● SOAL: Tolong hitung berapa baris dalam materi di bawah ini yang memuat kata "building". Tuliskan angkanya saja.

● DATA:
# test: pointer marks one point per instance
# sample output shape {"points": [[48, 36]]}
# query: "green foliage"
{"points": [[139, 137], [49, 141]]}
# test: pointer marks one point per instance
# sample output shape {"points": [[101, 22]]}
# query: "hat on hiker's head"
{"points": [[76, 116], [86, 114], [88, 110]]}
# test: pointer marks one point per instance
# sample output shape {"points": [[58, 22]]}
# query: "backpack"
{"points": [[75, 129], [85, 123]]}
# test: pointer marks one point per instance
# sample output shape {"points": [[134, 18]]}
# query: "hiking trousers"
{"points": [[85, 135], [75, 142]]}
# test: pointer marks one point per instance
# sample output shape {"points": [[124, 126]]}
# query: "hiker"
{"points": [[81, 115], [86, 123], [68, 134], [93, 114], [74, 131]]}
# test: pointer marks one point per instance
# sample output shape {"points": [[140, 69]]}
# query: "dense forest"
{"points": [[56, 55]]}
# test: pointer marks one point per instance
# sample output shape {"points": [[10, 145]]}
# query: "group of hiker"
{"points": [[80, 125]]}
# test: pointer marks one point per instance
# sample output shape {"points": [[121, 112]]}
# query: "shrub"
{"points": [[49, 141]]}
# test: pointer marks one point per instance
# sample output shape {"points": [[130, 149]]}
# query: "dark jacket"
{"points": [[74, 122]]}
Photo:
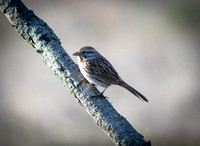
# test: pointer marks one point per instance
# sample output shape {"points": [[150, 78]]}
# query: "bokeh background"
{"points": [[154, 45]]}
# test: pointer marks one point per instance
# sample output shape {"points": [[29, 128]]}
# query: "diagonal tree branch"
{"points": [[37, 33]]}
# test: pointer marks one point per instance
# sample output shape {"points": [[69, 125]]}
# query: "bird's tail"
{"points": [[132, 90]]}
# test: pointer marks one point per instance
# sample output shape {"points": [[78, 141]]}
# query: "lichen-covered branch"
{"points": [[37, 33]]}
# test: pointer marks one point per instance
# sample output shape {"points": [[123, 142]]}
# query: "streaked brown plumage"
{"points": [[98, 70]]}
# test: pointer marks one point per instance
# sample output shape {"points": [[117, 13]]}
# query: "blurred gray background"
{"points": [[154, 46]]}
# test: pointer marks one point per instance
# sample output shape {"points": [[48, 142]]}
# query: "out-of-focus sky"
{"points": [[154, 46]]}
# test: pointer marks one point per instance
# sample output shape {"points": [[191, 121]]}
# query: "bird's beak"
{"points": [[76, 54]]}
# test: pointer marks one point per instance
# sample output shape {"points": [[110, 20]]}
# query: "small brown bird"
{"points": [[99, 71]]}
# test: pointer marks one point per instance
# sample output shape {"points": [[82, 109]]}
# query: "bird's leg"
{"points": [[101, 94]]}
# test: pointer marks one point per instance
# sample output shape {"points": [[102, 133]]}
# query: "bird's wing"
{"points": [[102, 68]]}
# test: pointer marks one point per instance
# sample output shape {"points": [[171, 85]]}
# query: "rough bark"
{"points": [[37, 33]]}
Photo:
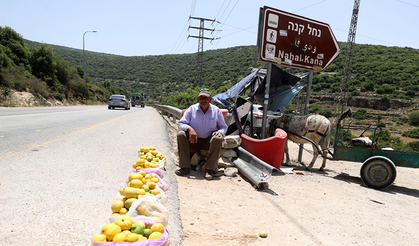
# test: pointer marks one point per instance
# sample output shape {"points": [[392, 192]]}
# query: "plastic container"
{"points": [[269, 150]]}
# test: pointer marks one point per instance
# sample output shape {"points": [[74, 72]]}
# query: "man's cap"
{"points": [[204, 92]]}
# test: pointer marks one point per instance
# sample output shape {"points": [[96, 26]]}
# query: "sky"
{"points": [[159, 27]]}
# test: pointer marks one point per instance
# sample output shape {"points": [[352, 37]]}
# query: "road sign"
{"points": [[295, 41]]}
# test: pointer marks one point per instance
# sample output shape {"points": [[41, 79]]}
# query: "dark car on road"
{"points": [[119, 101]]}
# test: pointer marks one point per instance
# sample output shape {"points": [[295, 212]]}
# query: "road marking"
{"points": [[66, 136]]}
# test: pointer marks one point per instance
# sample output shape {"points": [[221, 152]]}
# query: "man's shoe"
{"points": [[182, 171], [208, 175]]}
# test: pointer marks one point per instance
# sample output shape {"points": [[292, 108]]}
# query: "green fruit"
{"points": [[137, 229], [147, 232]]}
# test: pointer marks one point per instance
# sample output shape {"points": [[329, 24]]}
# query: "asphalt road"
{"points": [[62, 167]]}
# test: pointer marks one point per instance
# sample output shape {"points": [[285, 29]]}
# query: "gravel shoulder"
{"points": [[300, 207]]}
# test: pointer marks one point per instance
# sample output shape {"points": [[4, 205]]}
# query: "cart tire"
{"points": [[246, 130], [378, 172]]}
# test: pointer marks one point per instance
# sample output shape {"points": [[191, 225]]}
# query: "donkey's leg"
{"points": [[286, 154], [315, 154]]}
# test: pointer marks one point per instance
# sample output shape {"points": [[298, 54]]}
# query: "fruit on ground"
{"points": [[138, 229], [129, 202], [157, 227], [139, 222], [120, 237], [136, 183], [155, 192], [155, 235], [99, 237], [116, 206], [147, 232], [151, 185], [143, 173], [133, 237], [124, 222], [123, 211], [131, 192], [263, 234], [112, 230], [105, 227]]}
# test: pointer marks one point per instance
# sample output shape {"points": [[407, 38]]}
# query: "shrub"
{"points": [[381, 124], [413, 146], [361, 114], [414, 133], [414, 119]]}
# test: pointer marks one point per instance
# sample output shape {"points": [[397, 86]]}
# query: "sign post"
{"points": [[297, 41]]}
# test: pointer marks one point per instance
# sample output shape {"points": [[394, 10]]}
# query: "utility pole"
{"points": [[200, 37], [347, 68]]}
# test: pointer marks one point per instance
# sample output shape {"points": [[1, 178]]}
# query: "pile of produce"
{"points": [[139, 217]]}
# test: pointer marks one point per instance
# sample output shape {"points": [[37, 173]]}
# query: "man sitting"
{"points": [[201, 127]]}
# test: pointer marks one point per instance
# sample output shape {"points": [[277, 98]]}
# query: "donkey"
{"points": [[314, 127]]}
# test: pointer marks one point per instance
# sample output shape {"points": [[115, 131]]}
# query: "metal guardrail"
{"points": [[174, 112]]}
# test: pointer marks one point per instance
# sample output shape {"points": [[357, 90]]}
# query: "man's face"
{"points": [[204, 101]]}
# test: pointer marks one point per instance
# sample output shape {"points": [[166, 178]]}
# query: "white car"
{"points": [[119, 101]]}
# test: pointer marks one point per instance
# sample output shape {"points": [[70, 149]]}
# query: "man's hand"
{"points": [[218, 134], [193, 137]]}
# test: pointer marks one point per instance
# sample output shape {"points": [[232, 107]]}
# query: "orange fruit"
{"points": [[157, 227], [155, 235]]}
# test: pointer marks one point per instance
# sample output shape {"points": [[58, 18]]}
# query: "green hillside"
{"points": [[377, 71], [383, 76]]}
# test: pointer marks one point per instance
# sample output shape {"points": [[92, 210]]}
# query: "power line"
{"points": [[407, 3], [201, 38]]}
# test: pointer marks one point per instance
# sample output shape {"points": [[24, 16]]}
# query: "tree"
{"points": [[43, 64], [14, 46], [414, 119]]}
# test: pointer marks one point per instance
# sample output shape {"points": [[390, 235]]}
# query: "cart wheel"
{"points": [[378, 172], [246, 130]]}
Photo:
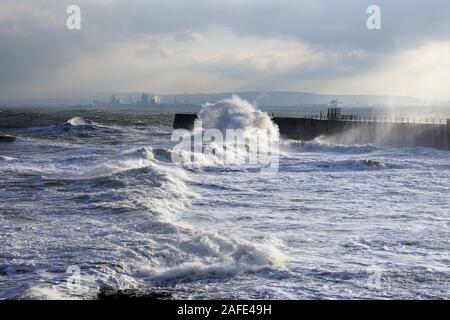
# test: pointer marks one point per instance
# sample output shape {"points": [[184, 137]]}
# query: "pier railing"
{"points": [[371, 119]]}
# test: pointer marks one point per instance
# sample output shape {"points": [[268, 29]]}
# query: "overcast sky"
{"points": [[234, 45]]}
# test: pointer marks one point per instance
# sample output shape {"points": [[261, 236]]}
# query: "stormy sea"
{"points": [[92, 205]]}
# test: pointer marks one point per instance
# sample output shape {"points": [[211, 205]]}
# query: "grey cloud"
{"points": [[329, 25]]}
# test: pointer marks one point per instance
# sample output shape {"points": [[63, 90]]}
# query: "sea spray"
{"points": [[229, 132]]}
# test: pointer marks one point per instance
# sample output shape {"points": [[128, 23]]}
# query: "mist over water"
{"points": [[106, 197]]}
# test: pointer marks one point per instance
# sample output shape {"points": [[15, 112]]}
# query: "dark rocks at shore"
{"points": [[7, 138], [111, 293]]}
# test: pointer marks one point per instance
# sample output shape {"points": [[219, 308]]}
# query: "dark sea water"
{"points": [[97, 192]]}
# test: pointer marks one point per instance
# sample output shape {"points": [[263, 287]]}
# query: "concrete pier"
{"points": [[347, 132]]}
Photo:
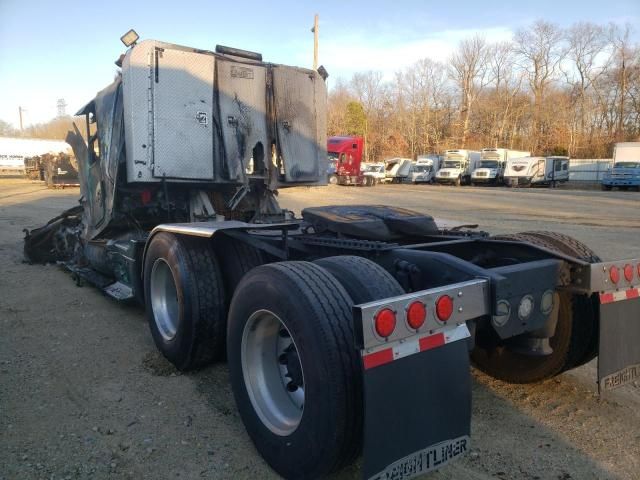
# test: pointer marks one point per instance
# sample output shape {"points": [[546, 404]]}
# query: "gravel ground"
{"points": [[84, 394]]}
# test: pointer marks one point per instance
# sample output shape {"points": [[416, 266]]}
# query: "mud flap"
{"points": [[619, 348], [417, 412]]}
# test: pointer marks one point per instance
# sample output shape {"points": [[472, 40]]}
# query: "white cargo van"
{"points": [[492, 164], [532, 171], [457, 166]]}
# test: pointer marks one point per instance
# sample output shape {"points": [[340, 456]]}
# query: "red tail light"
{"points": [[628, 272], [416, 315], [444, 308], [614, 274], [385, 322]]}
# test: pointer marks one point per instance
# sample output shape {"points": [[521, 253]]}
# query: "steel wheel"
{"points": [[272, 372], [164, 299]]}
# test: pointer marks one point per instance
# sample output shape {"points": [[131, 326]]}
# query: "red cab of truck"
{"points": [[346, 151]]}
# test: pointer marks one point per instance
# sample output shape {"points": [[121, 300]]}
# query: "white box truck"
{"points": [[492, 164], [457, 166], [530, 171], [625, 172]]}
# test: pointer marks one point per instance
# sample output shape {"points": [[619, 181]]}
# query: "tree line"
{"points": [[549, 90]]}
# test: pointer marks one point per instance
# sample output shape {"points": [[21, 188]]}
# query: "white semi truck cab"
{"points": [[492, 164]]}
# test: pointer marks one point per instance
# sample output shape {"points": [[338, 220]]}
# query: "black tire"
{"points": [[199, 336], [236, 260], [585, 310], [575, 340], [363, 279], [316, 312]]}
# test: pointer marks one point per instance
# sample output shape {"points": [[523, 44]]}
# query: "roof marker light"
{"points": [[416, 314], [444, 308]]}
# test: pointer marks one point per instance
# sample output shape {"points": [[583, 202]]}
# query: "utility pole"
{"points": [[62, 107], [315, 42]]}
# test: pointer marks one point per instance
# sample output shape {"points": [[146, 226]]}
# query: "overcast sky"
{"points": [[66, 49]]}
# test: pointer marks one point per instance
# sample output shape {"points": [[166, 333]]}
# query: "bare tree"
{"points": [[469, 71], [589, 58], [540, 50]]}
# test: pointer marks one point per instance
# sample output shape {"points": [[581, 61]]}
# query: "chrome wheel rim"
{"points": [[164, 299], [273, 372]]}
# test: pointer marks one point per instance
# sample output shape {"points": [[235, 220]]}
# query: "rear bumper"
{"points": [[619, 314], [621, 182], [413, 425], [350, 179]]}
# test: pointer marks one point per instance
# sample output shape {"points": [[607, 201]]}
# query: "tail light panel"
{"points": [[468, 300], [607, 276]]}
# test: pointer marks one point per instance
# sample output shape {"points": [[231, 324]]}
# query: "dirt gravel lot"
{"points": [[83, 393]]}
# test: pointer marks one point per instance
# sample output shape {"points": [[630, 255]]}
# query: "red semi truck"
{"points": [[349, 331], [347, 151]]}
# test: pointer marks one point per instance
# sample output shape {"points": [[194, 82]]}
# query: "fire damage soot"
{"points": [[425, 460]]}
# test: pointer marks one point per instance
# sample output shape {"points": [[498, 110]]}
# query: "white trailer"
{"points": [[532, 171], [492, 164], [457, 166], [13, 152]]}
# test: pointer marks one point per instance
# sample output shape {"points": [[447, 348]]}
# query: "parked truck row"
{"points": [[490, 166]]}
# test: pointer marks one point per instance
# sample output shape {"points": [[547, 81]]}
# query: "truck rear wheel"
{"points": [[184, 298], [575, 341], [236, 259], [363, 279], [294, 370]]}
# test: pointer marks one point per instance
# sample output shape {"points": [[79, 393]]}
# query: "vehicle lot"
{"points": [[83, 393]]}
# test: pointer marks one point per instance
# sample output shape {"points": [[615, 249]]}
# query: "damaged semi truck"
{"points": [[347, 332]]}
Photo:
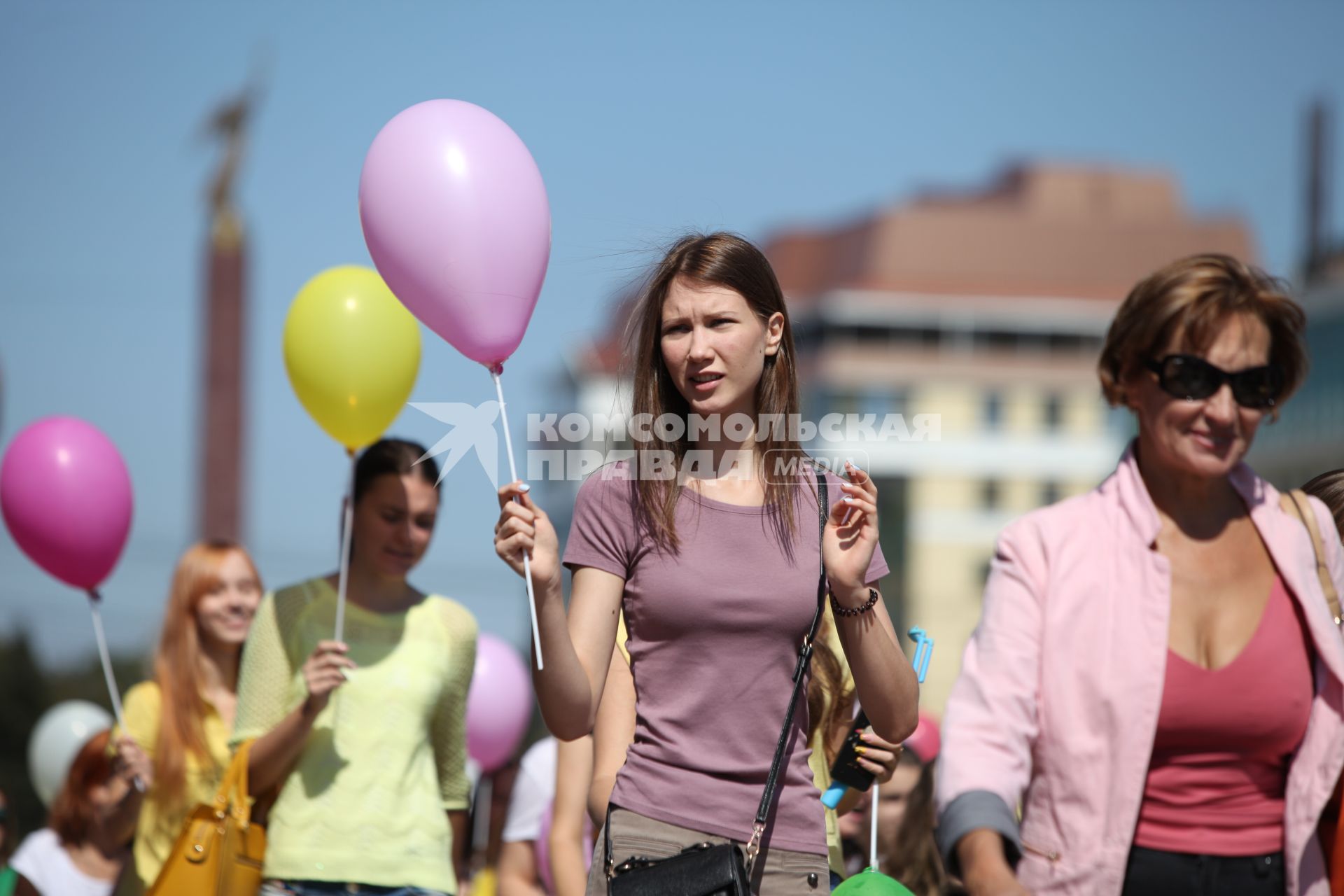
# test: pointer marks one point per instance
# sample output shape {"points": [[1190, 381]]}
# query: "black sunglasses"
{"points": [[1194, 378]]}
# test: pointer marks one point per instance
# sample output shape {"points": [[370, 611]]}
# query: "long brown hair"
{"points": [[73, 812], [830, 700], [914, 859], [178, 668], [718, 260], [1329, 488]]}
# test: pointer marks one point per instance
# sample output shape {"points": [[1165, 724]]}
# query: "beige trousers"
{"points": [[777, 872]]}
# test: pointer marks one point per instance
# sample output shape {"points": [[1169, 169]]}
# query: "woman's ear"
{"points": [[773, 333]]}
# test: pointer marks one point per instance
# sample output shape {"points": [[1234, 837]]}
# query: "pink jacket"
{"points": [[1059, 690]]}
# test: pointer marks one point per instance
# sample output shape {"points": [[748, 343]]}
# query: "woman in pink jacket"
{"points": [[1156, 679]]}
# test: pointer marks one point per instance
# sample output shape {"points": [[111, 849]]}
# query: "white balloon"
{"points": [[57, 741]]}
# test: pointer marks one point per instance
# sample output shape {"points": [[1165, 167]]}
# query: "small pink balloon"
{"points": [[926, 741], [457, 222], [65, 493], [499, 706]]}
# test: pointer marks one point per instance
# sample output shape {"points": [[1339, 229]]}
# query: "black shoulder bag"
{"points": [[720, 869]]}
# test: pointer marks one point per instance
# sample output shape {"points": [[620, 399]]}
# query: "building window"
{"points": [[990, 495], [993, 410], [1054, 412]]}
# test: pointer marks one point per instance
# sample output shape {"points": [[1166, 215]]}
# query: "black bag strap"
{"points": [[800, 675]]}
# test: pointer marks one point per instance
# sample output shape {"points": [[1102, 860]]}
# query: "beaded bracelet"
{"points": [[853, 612]]}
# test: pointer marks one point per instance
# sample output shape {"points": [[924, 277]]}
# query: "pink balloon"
{"points": [[457, 222], [926, 741], [499, 704], [65, 493]]}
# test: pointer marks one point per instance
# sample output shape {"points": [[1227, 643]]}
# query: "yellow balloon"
{"points": [[353, 352]]}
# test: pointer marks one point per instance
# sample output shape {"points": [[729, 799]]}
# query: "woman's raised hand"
{"points": [[526, 528], [323, 673], [851, 535]]}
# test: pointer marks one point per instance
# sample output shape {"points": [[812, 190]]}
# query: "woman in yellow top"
{"points": [[366, 739], [182, 718]]}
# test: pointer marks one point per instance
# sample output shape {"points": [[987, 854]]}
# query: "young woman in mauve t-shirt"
{"points": [[708, 543]]}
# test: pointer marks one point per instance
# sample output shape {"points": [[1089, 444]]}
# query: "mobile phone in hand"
{"points": [[847, 773]]}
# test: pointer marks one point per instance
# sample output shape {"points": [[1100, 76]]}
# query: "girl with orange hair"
{"points": [[183, 716], [84, 846]]}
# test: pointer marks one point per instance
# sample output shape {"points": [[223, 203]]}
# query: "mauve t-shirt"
{"points": [[714, 634]]}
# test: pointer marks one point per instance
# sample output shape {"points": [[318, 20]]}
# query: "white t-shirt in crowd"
{"points": [[534, 790], [48, 865]]}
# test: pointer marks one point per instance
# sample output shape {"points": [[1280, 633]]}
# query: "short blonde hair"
{"points": [[1186, 304]]}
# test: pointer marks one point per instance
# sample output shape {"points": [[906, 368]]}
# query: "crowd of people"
{"points": [[1152, 703]]}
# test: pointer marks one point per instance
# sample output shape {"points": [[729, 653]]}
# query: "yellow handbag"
{"points": [[219, 850]]}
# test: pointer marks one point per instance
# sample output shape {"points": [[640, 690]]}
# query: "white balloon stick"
{"points": [[873, 833], [512, 473], [347, 531], [105, 656]]}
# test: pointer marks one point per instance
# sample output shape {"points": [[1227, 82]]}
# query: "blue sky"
{"points": [[645, 120]]}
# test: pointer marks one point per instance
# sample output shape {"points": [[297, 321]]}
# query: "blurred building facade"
{"points": [[987, 311]]}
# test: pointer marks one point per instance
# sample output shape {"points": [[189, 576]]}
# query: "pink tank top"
{"points": [[1225, 739]]}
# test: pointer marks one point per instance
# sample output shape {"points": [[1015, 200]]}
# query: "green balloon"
{"points": [[872, 883]]}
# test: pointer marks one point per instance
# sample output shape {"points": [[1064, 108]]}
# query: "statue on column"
{"points": [[222, 415]]}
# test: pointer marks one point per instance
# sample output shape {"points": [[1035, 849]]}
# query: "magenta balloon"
{"points": [[457, 222], [499, 704], [65, 493]]}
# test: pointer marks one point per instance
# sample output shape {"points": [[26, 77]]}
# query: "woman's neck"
{"points": [[375, 592], [97, 856], [733, 453], [218, 664], [1198, 505]]}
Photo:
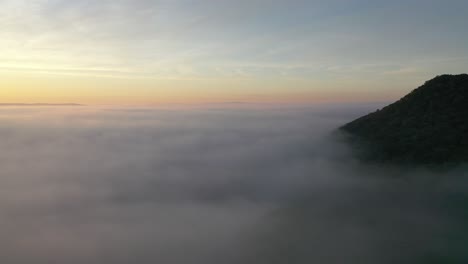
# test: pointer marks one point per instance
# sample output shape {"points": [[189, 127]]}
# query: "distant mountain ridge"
{"points": [[428, 126], [39, 104]]}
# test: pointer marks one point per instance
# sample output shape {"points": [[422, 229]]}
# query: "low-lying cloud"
{"points": [[251, 185]]}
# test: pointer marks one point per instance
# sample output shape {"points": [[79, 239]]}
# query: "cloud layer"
{"points": [[219, 185]]}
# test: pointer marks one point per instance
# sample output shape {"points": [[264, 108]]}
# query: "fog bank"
{"points": [[221, 185]]}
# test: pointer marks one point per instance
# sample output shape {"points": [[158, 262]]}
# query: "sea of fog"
{"points": [[228, 185]]}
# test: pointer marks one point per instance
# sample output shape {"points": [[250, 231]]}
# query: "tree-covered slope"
{"points": [[429, 125]]}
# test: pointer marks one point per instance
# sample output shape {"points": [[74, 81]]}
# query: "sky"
{"points": [[187, 51]]}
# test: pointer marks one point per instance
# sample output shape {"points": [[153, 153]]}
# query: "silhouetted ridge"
{"points": [[429, 125]]}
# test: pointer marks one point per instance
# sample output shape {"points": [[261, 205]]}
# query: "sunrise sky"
{"points": [[187, 51]]}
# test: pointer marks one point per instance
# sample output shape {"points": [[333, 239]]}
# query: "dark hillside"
{"points": [[429, 125]]}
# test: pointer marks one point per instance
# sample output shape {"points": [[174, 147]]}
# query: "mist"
{"points": [[214, 185]]}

● PENYELESAIAN: 2